TASK TO CARRY OUT. Leave out the pictures, and reproduce exactly the lines from the line containing "In this picture, where can the dark" through the final line of the entries.

:: RECORDED DATA ::

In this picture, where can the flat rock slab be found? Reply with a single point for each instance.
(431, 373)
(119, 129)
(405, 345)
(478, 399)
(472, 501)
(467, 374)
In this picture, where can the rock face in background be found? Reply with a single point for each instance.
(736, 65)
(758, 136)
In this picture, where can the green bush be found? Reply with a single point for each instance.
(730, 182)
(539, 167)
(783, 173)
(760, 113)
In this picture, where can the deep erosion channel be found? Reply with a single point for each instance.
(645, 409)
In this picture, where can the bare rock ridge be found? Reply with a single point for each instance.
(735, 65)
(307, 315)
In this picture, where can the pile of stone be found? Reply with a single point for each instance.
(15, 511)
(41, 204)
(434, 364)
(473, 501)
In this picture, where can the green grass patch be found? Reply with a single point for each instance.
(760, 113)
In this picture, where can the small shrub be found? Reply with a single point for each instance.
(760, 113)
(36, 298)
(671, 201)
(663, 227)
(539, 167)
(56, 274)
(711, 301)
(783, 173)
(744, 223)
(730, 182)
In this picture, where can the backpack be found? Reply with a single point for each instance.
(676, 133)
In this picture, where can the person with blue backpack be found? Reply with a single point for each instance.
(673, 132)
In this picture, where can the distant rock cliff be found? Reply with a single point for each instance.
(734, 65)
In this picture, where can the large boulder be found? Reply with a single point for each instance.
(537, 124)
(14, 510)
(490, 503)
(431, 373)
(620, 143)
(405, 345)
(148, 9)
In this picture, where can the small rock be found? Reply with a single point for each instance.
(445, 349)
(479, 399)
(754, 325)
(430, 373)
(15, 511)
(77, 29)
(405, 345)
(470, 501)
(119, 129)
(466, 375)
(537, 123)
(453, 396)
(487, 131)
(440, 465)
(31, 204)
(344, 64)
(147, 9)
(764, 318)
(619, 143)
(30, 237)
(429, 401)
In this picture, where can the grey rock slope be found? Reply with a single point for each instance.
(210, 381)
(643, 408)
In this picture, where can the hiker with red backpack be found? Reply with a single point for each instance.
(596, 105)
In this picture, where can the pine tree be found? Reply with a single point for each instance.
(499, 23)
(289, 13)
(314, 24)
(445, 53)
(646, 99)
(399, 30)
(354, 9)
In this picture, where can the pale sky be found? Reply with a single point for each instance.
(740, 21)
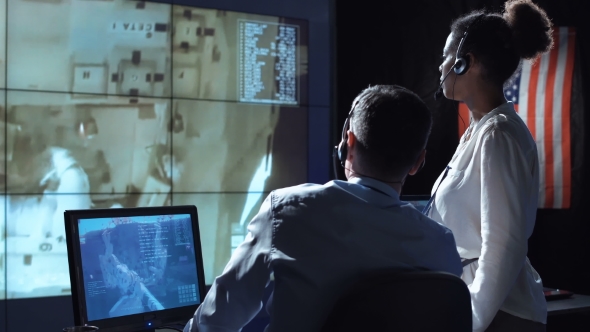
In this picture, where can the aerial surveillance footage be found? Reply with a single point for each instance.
(110, 104)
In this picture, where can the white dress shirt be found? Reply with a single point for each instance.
(489, 201)
(317, 240)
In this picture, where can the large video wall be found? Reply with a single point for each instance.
(107, 104)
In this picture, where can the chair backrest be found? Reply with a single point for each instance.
(403, 301)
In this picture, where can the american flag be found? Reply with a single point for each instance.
(541, 93)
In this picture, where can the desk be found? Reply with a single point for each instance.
(575, 304)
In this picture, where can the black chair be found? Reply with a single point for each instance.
(403, 301)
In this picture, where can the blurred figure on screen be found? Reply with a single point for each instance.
(59, 183)
(317, 240)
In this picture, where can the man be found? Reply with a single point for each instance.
(318, 239)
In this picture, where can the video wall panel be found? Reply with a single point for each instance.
(119, 103)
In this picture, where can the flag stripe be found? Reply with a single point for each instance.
(532, 99)
(523, 99)
(463, 118)
(538, 115)
(557, 119)
(546, 119)
(565, 129)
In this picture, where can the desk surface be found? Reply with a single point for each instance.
(576, 303)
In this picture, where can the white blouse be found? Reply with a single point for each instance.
(489, 201)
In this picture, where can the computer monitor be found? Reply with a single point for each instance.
(134, 269)
(418, 201)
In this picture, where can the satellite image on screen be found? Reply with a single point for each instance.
(137, 264)
(118, 103)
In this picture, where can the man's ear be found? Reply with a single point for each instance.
(419, 163)
(350, 141)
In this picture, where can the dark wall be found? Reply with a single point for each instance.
(401, 42)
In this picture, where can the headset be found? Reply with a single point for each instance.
(462, 61)
(340, 151)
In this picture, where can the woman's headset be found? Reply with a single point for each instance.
(462, 61)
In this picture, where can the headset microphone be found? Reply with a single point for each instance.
(439, 91)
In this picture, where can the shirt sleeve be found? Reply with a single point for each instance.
(236, 295)
(506, 177)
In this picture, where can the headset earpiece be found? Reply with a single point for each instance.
(343, 146)
(461, 65)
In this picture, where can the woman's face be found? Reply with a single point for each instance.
(451, 86)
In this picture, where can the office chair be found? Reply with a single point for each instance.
(403, 301)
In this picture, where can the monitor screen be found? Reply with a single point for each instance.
(138, 266)
(109, 104)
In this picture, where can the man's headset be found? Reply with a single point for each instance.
(340, 151)
(462, 62)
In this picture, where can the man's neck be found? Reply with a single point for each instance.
(396, 185)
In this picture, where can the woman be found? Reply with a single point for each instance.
(488, 194)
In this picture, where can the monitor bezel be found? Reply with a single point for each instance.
(136, 322)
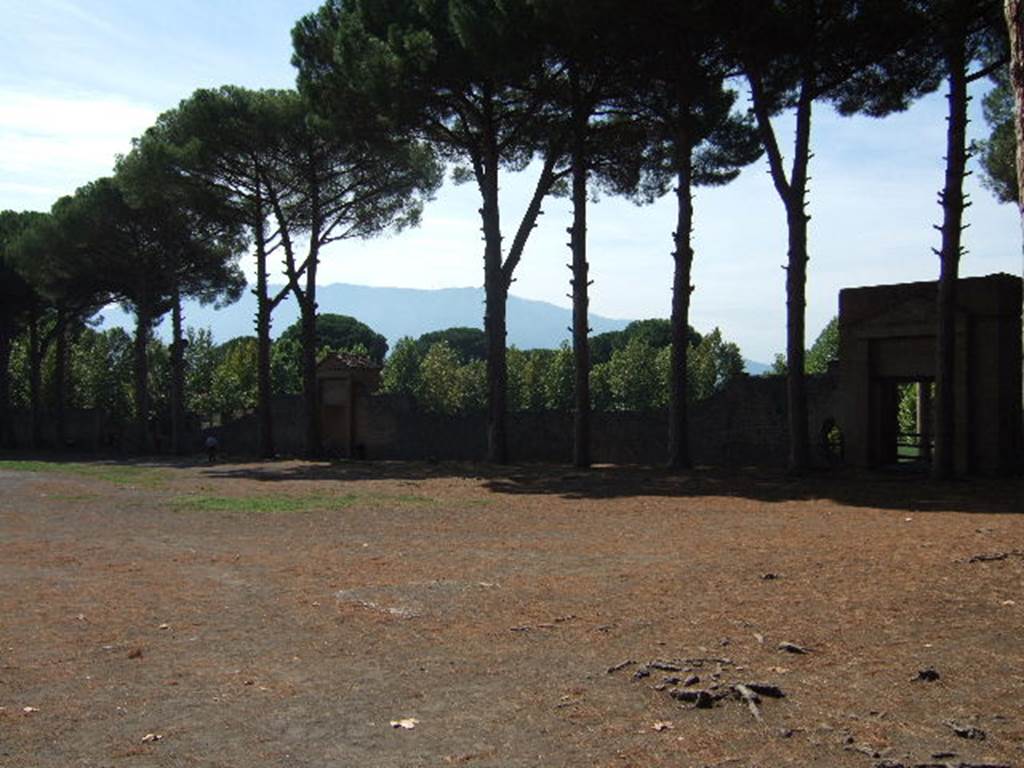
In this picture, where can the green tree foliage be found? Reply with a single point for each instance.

:::

FULL SOLUTION.
In this picture, where can the dark wall be found? Reply with a single point for each instance.
(401, 42)
In this picture, where can the headset be found? Reply with a single point for each instance.
(462, 61)
(340, 151)
In this picture, where can the woman's headset be found? Reply with a single point for each instance.
(462, 61)
In this picture, where can the headset microphone be found? Reply with a single point for each instance.
(439, 91)
In this picture, where can the shirt sleeve be found? Reply with a single point for each instance.
(236, 295)
(506, 177)
In this picture, where can the headset earpiece be found? Reply with a single point for each instance.
(343, 146)
(461, 65)
In this picture, where can the woman's face be found? Reply with a single point for each instance.
(451, 86)
In this picture, where can the office chair be found? Reply with a single point for each instance.
(403, 301)
In this picture, where can the monitor screen be found? Reply with a single point for each instance.
(138, 266)
(109, 104)
In this picture, where can the man's headset be found? Reply with a single point for each instance.
(340, 151)
(462, 62)
In this picture, where can the man's neck be found? Reply with a single point for each instance.
(396, 185)
In this picture, where can the woman be found? Reply with a single point for each instance.
(488, 194)
In this picture, where can the monitor bezel be found? Reply with a single point for each instance.
(136, 322)
In this picture, where can the green tree foliage be found? Reply with a single point for each instance.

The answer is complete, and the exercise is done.